(Stored dataset items)
——————
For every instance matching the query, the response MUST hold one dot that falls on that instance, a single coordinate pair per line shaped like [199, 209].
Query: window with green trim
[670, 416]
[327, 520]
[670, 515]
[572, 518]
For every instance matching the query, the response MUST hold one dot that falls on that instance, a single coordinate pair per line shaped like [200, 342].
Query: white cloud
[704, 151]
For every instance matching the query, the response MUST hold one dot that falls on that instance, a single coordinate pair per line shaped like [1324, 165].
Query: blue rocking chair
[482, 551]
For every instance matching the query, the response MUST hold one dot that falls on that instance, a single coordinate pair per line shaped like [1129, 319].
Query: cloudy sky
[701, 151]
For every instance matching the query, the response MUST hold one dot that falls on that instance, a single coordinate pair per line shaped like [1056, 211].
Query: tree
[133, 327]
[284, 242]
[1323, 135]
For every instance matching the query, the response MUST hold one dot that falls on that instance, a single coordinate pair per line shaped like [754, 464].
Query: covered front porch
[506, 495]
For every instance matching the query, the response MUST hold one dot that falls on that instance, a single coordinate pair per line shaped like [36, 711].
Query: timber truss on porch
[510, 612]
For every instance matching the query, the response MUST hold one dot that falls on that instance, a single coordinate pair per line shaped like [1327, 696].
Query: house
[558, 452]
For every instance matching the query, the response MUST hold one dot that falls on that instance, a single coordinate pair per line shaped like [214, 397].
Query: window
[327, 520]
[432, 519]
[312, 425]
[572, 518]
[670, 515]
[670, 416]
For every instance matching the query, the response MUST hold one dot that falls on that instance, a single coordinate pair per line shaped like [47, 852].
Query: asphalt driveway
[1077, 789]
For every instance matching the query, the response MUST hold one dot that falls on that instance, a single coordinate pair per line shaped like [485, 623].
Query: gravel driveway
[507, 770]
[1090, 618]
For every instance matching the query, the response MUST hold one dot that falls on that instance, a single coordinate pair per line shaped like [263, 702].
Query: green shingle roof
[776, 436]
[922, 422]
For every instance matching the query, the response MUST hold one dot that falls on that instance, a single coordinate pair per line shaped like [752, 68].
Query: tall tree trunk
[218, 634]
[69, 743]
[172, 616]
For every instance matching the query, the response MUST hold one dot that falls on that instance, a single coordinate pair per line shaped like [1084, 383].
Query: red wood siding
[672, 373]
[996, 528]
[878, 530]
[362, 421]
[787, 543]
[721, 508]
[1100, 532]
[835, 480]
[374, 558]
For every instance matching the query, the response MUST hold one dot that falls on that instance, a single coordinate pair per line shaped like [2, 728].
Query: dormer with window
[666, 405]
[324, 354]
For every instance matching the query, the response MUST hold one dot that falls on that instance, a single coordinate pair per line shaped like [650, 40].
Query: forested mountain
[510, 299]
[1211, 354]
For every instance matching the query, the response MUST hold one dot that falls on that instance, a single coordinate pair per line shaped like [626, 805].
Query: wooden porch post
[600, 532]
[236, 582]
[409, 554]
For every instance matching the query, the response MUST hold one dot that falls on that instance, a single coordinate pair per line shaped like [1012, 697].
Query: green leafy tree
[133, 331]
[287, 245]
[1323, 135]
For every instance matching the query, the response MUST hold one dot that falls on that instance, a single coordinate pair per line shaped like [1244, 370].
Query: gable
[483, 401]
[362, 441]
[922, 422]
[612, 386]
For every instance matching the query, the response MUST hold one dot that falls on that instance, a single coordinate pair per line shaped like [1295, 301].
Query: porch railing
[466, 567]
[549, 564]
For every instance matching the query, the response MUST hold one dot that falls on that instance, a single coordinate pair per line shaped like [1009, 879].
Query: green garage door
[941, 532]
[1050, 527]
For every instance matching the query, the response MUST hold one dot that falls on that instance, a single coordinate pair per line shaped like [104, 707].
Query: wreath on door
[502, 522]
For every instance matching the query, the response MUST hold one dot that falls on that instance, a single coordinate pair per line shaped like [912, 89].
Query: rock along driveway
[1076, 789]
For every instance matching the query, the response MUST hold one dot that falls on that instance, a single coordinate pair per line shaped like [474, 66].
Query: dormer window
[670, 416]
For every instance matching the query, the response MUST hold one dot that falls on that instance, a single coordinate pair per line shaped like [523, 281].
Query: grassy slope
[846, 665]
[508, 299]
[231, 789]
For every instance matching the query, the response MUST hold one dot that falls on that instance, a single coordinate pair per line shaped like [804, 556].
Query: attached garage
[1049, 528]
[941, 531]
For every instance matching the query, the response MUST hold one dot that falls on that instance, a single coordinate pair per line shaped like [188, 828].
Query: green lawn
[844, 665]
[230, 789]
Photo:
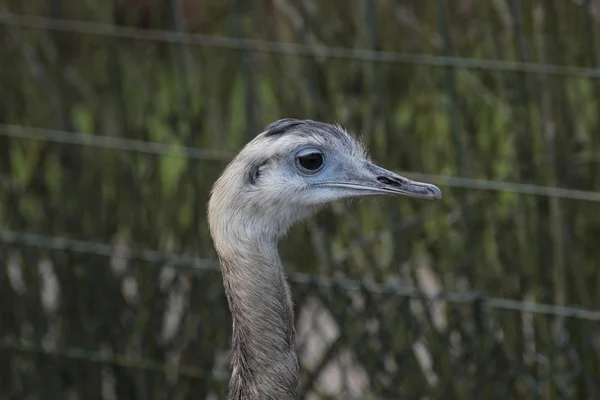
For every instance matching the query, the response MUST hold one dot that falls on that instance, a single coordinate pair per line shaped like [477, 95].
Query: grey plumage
[282, 176]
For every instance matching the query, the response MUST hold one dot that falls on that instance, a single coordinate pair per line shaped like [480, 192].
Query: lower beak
[389, 182]
[377, 180]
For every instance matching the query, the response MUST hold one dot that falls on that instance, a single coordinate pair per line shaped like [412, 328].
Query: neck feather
[263, 356]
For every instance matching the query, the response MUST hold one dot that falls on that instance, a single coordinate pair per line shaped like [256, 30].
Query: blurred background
[116, 117]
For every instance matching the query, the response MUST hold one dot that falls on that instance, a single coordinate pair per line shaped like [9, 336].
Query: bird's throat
[263, 354]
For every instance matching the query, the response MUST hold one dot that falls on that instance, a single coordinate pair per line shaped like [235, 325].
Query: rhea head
[290, 170]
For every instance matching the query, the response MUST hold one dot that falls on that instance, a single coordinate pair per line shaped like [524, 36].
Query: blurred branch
[349, 285]
[262, 46]
[150, 147]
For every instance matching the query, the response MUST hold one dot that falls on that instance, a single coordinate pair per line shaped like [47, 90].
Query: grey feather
[261, 193]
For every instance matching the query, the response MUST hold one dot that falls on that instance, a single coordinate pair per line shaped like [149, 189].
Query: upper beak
[378, 180]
——————
DESCRIPTION OF THE TASK: Reproduce every line precisely as given, omitting all pictures.

REPLY TO THE EXERCISE:
For every instance matching the query, the response MUST hold one dot that falls on that instance, a single coordinate pair per line shaped like [199, 209].
Query: window with green trim
[670, 416]
[327, 520]
[670, 515]
[572, 518]
For every instance matching the query, the response MUST hold one dot that falls on that instance, a single coordinate pair per line shaped like [200, 342].
Query: white cloud
[704, 151]
For every instance matching the query, the response MUST hold one dot that falls on that instance, a single coordinate pair per line shaped like [1324, 165].
Query: blue rocking chair
[482, 551]
For every instance matching the query, the response MUST hold one dot that falls on that instance, a single coordinate pair per line shaped like [1129, 319].
Query: cloudy sky
[701, 151]
For every instance matching the query, the response MUST hold one dot that falls on that instance, a single coordinate pair per line shaped like [1056, 211].
Query: tree
[133, 327]
[284, 242]
[1323, 135]
For every instance matching the query, the response MUST hold one dot that falls on that instance, a single coordinate pair per line shaped like [754, 464].
Query: covered front porch
[506, 495]
For every instance matching the query, the response MUST hold one dot that falls on that instance, a single coordinate pair per line shaped like [36, 711].
Query: timber truss on porch
[510, 612]
For every instance matching the query, the response MUST hold one dot that falls on that instance, a single coordinate pair per line shaped like [1327, 696].
Query: house
[558, 452]
For every instance matching the query, the response MUST hold one dot that falls on that instance, a single coordinate pair per line shaped like [214, 397].
Query: window
[327, 520]
[432, 519]
[312, 425]
[572, 518]
[670, 515]
[670, 416]
For every instance matching the query, the response MUST hold one dot that falls on that instance, a single coordinate pair per line shaped like [47, 852].
Query: asphalt driveway
[1077, 789]
For every instance matching the query, the response MUST hold one dot that falls on that instance, a single coordinate pair per line shaped like [485, 623].
Query: gravel driveway
[507, 770]
[1090, 618]
For every instance matching the query, the response MUST hold one dot that falls on that instance, a single coordinate pair per line shaped like [263, 702].
Query: green shingle roof
[776, 436]
[922, 422]
For every instance matching the query, the response MUST hold one dot that falls on that instance, a single coordinate pair per line shaped like [752, 68].
Query: tall tree trunk
[218, 634]
[69, 743]
[172, 616]
For every instance matching the query, the response MUST hold one dot that falls on that instance, a single coordinate pair per line shaped like [1084, 383].
Query: red wood siding
[672, 373]
[996, 528]
[878, 530]
[362, 421]
[787, 543]
[721, 508]
[1100, 532]
[835, 480]
[374, 558]
For every instance matching the query, the response MUST hold one dot that falls on that instance, a single coordinate pair per line shaped like [2, 728].
Query: dormer with window
[666, 405]
[324, 354]
For every instance matching the query, the response MUST hold one dot that falls on that instance, a single coordinate pair per line shaped like [650, 40].
Query: forested mountain
[510, 299]
[1211, 354]
For every instance matching the query, the response MUST hold one dot that falls on that instance, a single coordinate pair per line shaped like [626, 805].
Query: wooden porch post
[600, 532]
[236, 582]
[409, 554]
For every instance matching the query, the response MUST hold one dot that falls on that instance, a single coordinate pair per line shaped like [1012, 697].
Query: green leafy tree
[133, 331]
[287, 245]
[1323, 135]
For every instance matching the query, the response MUST hold one dot that falls on that instance, a single coordinate pair per line shaped like [1244, 370].
Query: gable
[483, 401]
[362, 441]
[922, 422]
[612, 386]
For every instance matching the query, the response MUST hold one dot that falls on that instance, a single coordinate pair per line shaped like [1295, 301].
Query: porch railing
[466, 567]
[549, 564]
For every instance matching the query, the response MUST hold one dot that falls on that instance, a single coordinate pair per line shaped like [1009, 879].
Query: green garage door
[941, 532]
[1050, 527]
For every instance matching the query, the response MUST hold one dot that falls on that instance, a single coordinate pair per line shaped like [104, 707].
Query: wreath on door
[502, 522]
For every instance matching the query, the response MUST hold one dot that falls on that instance, a single coordinate pair per line shaped like [912, 89].
Query: rock along driveway
[1076, 789]
For every instance matching the query, the response MUST hold one dot that falls on that instance, a single coordinate pair per line shaped like [474, 66].
Query: dormer window
[670, 416]
For every instance matching the query, the response MUST hold one dot that falls on that instance, a single coordinate pair per line shaped like [523, 281].
Query: grassy slope
[846, 665]
[508, 299]
[231, 789]
For every instance matching the query, the response MUST hold one dot that falls on that instance, a single coordinate pair per line shaped like [804, 556].
Query: attached garage
[1049, 528]
[941, 531]
For every instance matching the query, the response MUST hold one dot that falls on that instance, a single coordinate pair per line shaped like [188, 828].
Query: green lawn
[844, 665]
[230, 789]
Photo:
For every instance matching the query, the response MUST hold one dot that falls on that instance, a single coordinate pair per line shaped like [477, 95].
Query: grey plumage
[282, 176]
For every instance matching the query, the response MUST hold one dot that falls on that instance, a single coordinate pair per line shaped like [480, 192].
Query: lower beak
[389, 182]
[377, 180]
For every instance matching the query, the response MUST hold one dot that falls on that instance, a single coordinate pair per line shaped like [412, 328].
Query: neck feather
[263, 356]
For every instance matching the query, the response MUST hold one dot that falls on that instance, a single coordinate pair per line shaped like [256, 30].
Query: blurred background
[116, 117]
For every instance matching the query, the response MUST hold one dot that falls on that instance, a single coordinate pair per line shaped like [9, 336].
Query: bird's throat
[263, 354]
For every instance matching the query, the response MUST hold one dot that falls on that instance, a single coordinate pair per line shaped like [235, 325].
Query: rhea head
[290, 170]
For every instance matching the query, the response MUST hold one dot that falls on that instance, a single coordinate pair per line shaped like [524, 36].
Query: blurred branch
[349, 285]
[262, 46]
[150, 147]
For every instance matching the query, the response MUST hold one dot that falls on that instance, a single coordinate pair per line shaped like [47, 90].
Query: grey feather
[261, 193]
For every instance matching the query, the response MUST hold one dot that falls on that instance, a single coordinate pair per line shaped like [149, 189].
Query: upper beak
[378, 180]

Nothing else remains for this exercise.